• _MATERIAL FOR THIS TASK_:

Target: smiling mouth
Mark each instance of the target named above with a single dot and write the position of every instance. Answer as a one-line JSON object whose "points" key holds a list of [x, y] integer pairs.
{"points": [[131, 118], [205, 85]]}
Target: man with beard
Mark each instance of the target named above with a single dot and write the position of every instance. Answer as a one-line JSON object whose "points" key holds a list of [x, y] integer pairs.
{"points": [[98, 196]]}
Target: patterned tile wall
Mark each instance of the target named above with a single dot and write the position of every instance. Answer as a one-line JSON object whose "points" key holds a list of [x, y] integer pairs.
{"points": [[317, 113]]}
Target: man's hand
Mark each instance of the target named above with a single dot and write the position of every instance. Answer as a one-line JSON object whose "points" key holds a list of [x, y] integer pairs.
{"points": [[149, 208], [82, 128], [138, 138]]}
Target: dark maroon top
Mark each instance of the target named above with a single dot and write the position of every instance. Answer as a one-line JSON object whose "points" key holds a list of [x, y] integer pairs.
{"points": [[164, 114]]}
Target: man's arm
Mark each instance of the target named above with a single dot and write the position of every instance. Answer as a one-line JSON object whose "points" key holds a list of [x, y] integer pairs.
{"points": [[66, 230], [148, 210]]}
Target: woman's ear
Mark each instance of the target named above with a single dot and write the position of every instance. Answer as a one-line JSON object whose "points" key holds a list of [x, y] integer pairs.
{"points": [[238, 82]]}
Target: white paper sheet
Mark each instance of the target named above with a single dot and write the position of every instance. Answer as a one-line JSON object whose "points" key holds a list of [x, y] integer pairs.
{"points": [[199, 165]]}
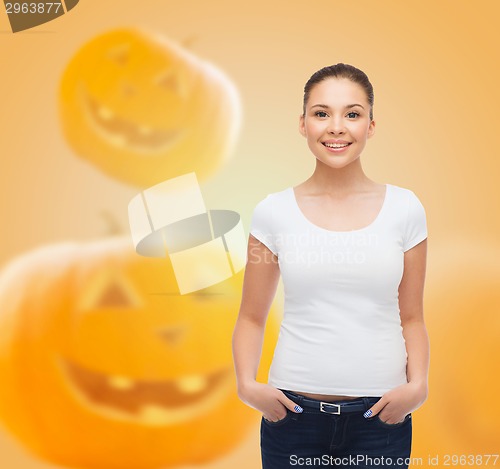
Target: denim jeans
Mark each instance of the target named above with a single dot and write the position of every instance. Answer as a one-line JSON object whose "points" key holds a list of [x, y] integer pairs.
{"points": [[317, 439]]}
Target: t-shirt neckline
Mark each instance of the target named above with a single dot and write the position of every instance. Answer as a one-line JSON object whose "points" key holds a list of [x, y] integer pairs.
{"points": [[310, 223]]}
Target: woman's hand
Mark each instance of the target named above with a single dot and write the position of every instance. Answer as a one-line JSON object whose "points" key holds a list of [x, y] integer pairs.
{"points": [[267, 399], [395, 404]]}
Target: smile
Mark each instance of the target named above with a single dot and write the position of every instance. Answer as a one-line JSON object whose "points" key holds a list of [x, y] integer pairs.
{"points": [[149, 402], [336, 147]]}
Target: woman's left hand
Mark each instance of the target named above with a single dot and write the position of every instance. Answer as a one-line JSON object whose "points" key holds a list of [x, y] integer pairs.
{"points": [[395, 404]]}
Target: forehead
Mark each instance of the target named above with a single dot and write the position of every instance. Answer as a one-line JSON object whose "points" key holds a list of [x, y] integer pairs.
{"points": [[337, 92]]}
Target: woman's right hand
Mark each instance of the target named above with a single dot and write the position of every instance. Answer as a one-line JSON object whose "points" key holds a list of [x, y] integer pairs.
{"points": [[272, 402]]}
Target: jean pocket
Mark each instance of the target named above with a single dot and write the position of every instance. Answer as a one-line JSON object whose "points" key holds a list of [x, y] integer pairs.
{"points": [[285, 419], [393, 425]]}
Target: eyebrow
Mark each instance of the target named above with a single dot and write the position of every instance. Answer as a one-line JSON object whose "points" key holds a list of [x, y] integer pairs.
{"points": [[348, 106]]}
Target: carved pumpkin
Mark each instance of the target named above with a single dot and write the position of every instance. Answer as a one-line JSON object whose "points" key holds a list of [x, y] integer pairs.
{"points": [[104, 365], [143, 109], [462, 314]]}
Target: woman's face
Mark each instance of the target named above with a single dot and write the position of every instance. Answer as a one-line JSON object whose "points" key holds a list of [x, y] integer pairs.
{"points": [[330, 117]]}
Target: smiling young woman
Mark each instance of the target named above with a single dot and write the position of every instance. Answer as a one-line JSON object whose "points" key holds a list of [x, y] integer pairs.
{"points": [[351, 362]]}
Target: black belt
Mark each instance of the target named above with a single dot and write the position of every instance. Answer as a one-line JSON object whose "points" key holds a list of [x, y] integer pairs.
{"points": [[360, 404]]}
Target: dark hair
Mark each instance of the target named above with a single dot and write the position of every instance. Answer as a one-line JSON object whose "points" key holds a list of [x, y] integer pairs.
{"points": [[340, 70]]}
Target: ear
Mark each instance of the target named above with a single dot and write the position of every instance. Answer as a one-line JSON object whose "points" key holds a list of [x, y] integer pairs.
{"points": [[371, 129], [302, 128]]}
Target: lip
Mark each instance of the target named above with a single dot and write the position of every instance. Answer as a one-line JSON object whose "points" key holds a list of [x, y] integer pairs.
{"points": [[336, 150]]}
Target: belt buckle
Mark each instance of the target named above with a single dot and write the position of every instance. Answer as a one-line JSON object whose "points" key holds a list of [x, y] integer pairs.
{"points": [[321, 404]]}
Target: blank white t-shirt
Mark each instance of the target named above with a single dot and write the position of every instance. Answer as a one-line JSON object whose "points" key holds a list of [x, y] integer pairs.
{"points": [[341, 330]]}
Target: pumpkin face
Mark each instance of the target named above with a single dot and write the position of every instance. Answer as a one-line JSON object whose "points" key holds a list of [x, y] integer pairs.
{"points": [[144, 110], [462, 311], [104, 365]]}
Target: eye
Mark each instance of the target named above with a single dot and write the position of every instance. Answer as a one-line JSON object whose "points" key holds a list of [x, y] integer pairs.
{"points": [[320, 112]]}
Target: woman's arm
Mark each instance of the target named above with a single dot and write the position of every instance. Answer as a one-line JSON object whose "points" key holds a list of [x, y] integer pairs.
{"points": [[396, 403], [259, 288], [411, 305]]}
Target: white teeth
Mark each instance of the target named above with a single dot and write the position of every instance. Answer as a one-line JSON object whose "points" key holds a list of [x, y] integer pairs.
{"points": [[120, 382], [336, 145], [191, 384], [105, 113]]}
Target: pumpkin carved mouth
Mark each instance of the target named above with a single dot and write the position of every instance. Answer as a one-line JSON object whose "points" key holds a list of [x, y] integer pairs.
{"points": [[123, 133], [153, 402]]}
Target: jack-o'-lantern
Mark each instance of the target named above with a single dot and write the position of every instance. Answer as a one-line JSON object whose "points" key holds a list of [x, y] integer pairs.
{"points": [[104, 365], [462, 312], [144, 109]]}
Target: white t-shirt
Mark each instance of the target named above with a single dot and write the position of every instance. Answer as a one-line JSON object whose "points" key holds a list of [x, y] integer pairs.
{"points": [[341, 330]]}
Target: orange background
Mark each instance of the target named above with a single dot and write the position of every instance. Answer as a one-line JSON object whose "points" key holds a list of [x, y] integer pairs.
{"points": [[434, 68]]}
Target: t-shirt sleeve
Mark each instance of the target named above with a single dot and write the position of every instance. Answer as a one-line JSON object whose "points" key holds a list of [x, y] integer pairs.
{"points": [[416, 223], [261, 224]]}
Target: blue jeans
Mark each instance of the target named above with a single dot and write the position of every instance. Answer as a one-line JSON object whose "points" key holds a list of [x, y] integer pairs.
{"points": [[317, 439]]}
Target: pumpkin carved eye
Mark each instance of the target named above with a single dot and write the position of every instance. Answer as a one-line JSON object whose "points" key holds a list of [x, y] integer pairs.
{"points": [[110, 290]]}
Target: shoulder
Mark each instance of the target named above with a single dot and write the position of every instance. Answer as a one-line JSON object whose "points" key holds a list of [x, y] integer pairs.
{"points": [[404, 194], [273, 199]]}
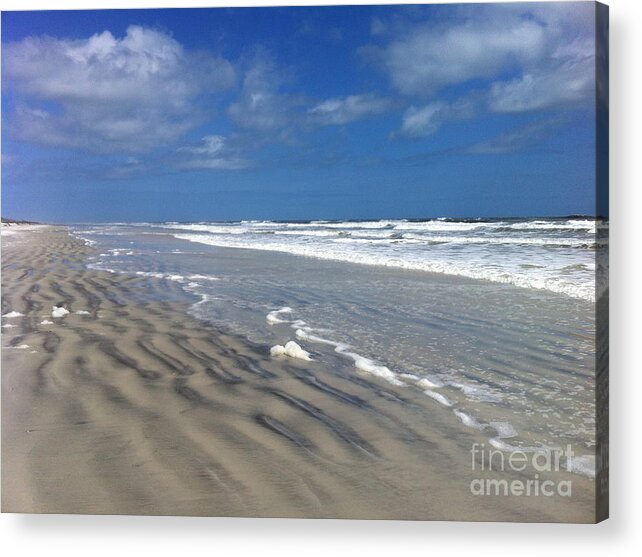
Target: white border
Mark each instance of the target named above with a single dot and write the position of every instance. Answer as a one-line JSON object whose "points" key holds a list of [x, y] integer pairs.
{"points": [[51, 535]]}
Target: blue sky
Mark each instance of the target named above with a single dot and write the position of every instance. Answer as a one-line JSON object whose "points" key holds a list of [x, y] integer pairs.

• _EXERCISE AIM_: Copy every row above without any change, leaving out the pictures.

• _TASK RESULT_:
Target: smiling mouth
Mark each instance of the target named above with a single dot and write the position of every instance. Answer as a one-line JSON object whose "points" key holds a list of [x, y] integer pairs.
{"points": [[131, 118], [205, 85]]}
Target: man with beard
Mark each instance of the target named above with a single dot and write the position of every instance. Answer as a one-line JSON object whose "points" key holds a list of [x, y] integer pairs.
{"points": [[98, 196]]}
Target: patterned tile wall
Mark each instance of the target named above with a single dot and write the position of every instance. Answer as a one-line JSON object whose "points" key holds a list of [x, y] integer pairs.
{"points": [[317, 113]]}
Target: man's hand
Mark each instance of the target named above with a single dot and write the position of every instance. Answer as a one-line JSON object whose "points" key holds a list of [x, y] integer pairs.
{"points": [[149, 208], [82, 128], [138, 138]]}
Target: dark maroon top
Mark each instance of the target named above with a single dot and write the position of every instance. Answer as a one-line JSON object whose "points" key holds a list of [x, y] integer pairs.
{"points": [[164, 114]]}
Target: man's arm
Mark each instance of the target named above with a single dot and write the position of every instance. Answer as a one-line JSON object whose "points" key holds a list of [x, y] integer pairs.
{"points": [[66, 230], [148, 210]]}
Target: woman's ear
Mark each instance of the target named above with a single dot and write the position of every instance. Answer as a one-line JSON object whose "points" key holds a list of [x, y] integer pairs.
{"points": [[238, 82]]}
Target: white paper sheet
Mark each instance of the target named above with a single dot and write the position of every instance. Answer as a one-line JSON object whose "points" key holds a list of [x, y] integer pairs.
{"points": [[199, 165]]}
Target: denim jeans
Mark each instance of the target named above with a single dot and write the position of every instance. Answer as a one-line JSON object whose "points" key holds a list of [x, y] integer pairs.
{"points": [[317, 439]]}
Target: t-shirt neckline
Mark each instance of the target named above with a single dot and write the position of every instance. Answer as a one-line JSON object whose "points" key holds a list of [x, y] integer pairs.
{"points": [[310, 223]]}
Target: woman's hand
Mark each instance of the target named above with a single dot and write the position of every instance. Answer as a one-line JSON object whose "points" key holds a list of [x, y] integer pairs.
{"points": [[267, 399], [395, 404]]}
Target: smile
Mark each instance of the target named above with a single dot and write the position of every instance. Answer as a one-line JSON object whose "points" key holds a list of [x, y] integer pairs.
{"points": [[149, 402], [336, 147]]}
Target: woman's left hand
Mark each instance of the target named above with a single dot and write the position of every instance. Answer as a one-line JSON object whose "points" key holds a list of [x, y] integer pairs.
{"points": [[395, 404]]}
Target: forehead
Mark each instance of the target named above with a single dot and write the position of every instance. Answer as a one-line JSON object whose "points" key holds a list of [x, y] integer pairs.
{"points": [[337, 92]]}
Target: woman's right hand
Mark each instance of the target named above with a single dot and write the position of every instance. Answer as a one-line JSON object whose "points" key holds a list of [x, y] integer pairs.
{"points": [[272, 402]]}
Target: jean pocket
Mark each instance of the target named above with a single dot and write the position of every instance. Answer as a one-line JSON object whose "points" key holds a list of [x, y] integer pairs.
{"points": [[285, 419], [393, 425]]}
Target: eyebrow
Mark each instance of the target named above with a single dot and write the position of every instance. Answer as a one-line JSON object whose "points" key holds a list of [x, y] integer pairs.
{"points": [[348, 106]]}
Target: carved pumpkin
Mark each instance of the target named above with a single dot and write the position of every instance. Answer as a one-line JSON object whose "points" key holds a list of [x, y] integer pairs.
{"points": [[104, 365], [143, 109], [462, 314]]}
Target: woman's face
Mark each instance of the target named above with a single dot and write the position of every instance. Answer as a one-line JSON object whose "points" key holds a list of [x, y] integer pairs.
{"points": [[330, 117]]}
Target: smiling young woman
Mark each instance of the target named above with a single dot and write the position of every instance. Answer as a one-line JSON object whose "points" key holds a list of [x, y] integer pairs.
{"points": [[351, 362]]}
Target: black belt
Mark each instance of the target named above with a single dot and write the position of every instance. Answer as a one-line JSON object whose "points" key holds a list of [x, y] integer pairs.
{"points": [[360, 404]]}
Target: dark hair
Mark each instance of the target named above with a single dot and write the position of every instance. Answer as a one-line JSON object whose "points" key holds a list of [x, y] integer pairs.
{"points": [[340, 70]]}
Target: ear
Mark each instance of the target named above with a single dot and write the position of every instance. Answer as a one-line JSON object whose "points" key holds a list of [x, y] integer pairs.
{"points": [[371, 129], [302, 128]]}
Target: lip
Mark each instance of the target named above with a single dot and write the position of every instance. Answer as a one-line JSON object whose "points" key holds a list of [x, y] integer pairs.
{"points": [[336, 150]]}
Target: belt buckle
Mark each instance of the target named above with a single dot and write the position of every instance. Answer as a one-line JSON object whose "points" key holds a list of [x, y] integer pairs.
{"points": [[321, 404]]}
Target: blank white t-shirt
Mark each instance of the target named above with a single dot and write the position of every instance. Answer as a one-line JSON object whose "points" key holds a list of [x, y] integer pairs.
{"points": [[341, 330]]}
Target: pumpkin face
Mark each instance of the target named above with a single dot and write the position of every instance. Answer as a one-line JSON object whose "points" key holds a list of [x, y] integer pairs.
{"points": [[144, 110], [462, 311], [104, 365]]}
Target: eye
Mark each instance of the target named above with a single dot and write the position of every instance. Answer as a one-line JSON object whose "points" key holds a list of [x, y] integer pairs.
{"points": [[320, 112]]}
Target: woman's arm
Mark each instance of the target named above with a single dot and write the position of every instance. Answer as a one-line JSON object whose "points" key holds a list of [x, y] integer pairs.
{"points": [[396, 403], [259, 288], [411, 305]]}
Target: white teeth
Mark each instance of the target named above with a single dot and write the position of every instance. Answer as a one-line JSON object whose "points" key holds a list of [x, y] integer pairs.
{"points": [[120, 382], [336, 145], [191, 384], [105, 113]]}
Target: pumpkin carved mouth
Mark each instance of the target named above with a single dot and write the position of every instance. Answer as a one-line JSON object whose "points" key holds a list of [x, y] integer pairs.
{"points": [[123, 133], [153, 402]]}
Target: jack-o'-lantern
Mark each instance of the target named above with a single dot and write the position of every instance. Answer as a one-line JSON object whose "points" key holds a list of [x, y] integer pairs.
{"points": [[104, 365], [462, 312], [144, 109]]}
Target: white t-shirt
Mark each instance of the target named above with a single dot and write the position of every instance. Answer as a one-line JSON object whose "points" key holds a list of [x, y] integer pairs.
{"points": [[341, 330]]}
Target: orange background
Mark each instance of the target named above with a single dot and write the position of every instance. Answer as a one-line JSON object whose "points" key holds a list of [x, y] integer pairs.
{"points": [[434, 68]]}
Target: t-shirt sleeve
Mark each instance of the target named above with a single dot and write the position of every instance. Answer as a one-line JSON object whose "points" key holds a list of [x, y] integer pairs.
{"points": [[416, 223], [261, 224]]}
Target: blue jeans
Mark each instance of the target named above with a single dot and write the position of every instance. Answer as a one-line JSON object whose "points" key holds a list of [x, y] integer pairs.
{"points": [[317, 439]]}
Target: pumpkin carved eye
Mark each instance of the target named above with a single dot and write the position of every instance. Answer as a one-line JSON object whose "points" key holds a list of [x, y] integer pairs.
{"points": [[110, 290]]}
Target: shoulder
Mark each instance of the target named above with a single dot and write the position of every instance. Answer as a one-line JSON object whose "points" key holds a list of [x, y] integer pairs.
{"points": [[404, 194], [273, 199]]}
Target: white border
Mark each instance of the target named above with a single dot and write the position of every instance. Answer as a one-line JSON object whose "points" key holds a list of [x, y] integer pairs.
{"points": [[51, 535]]}
Target: blue sky
Mark each instance of the target named above with a single dot and write the position of every instance. Answer as a one-line JSON object whose "points" key holds a list of [x, y] integer pairs.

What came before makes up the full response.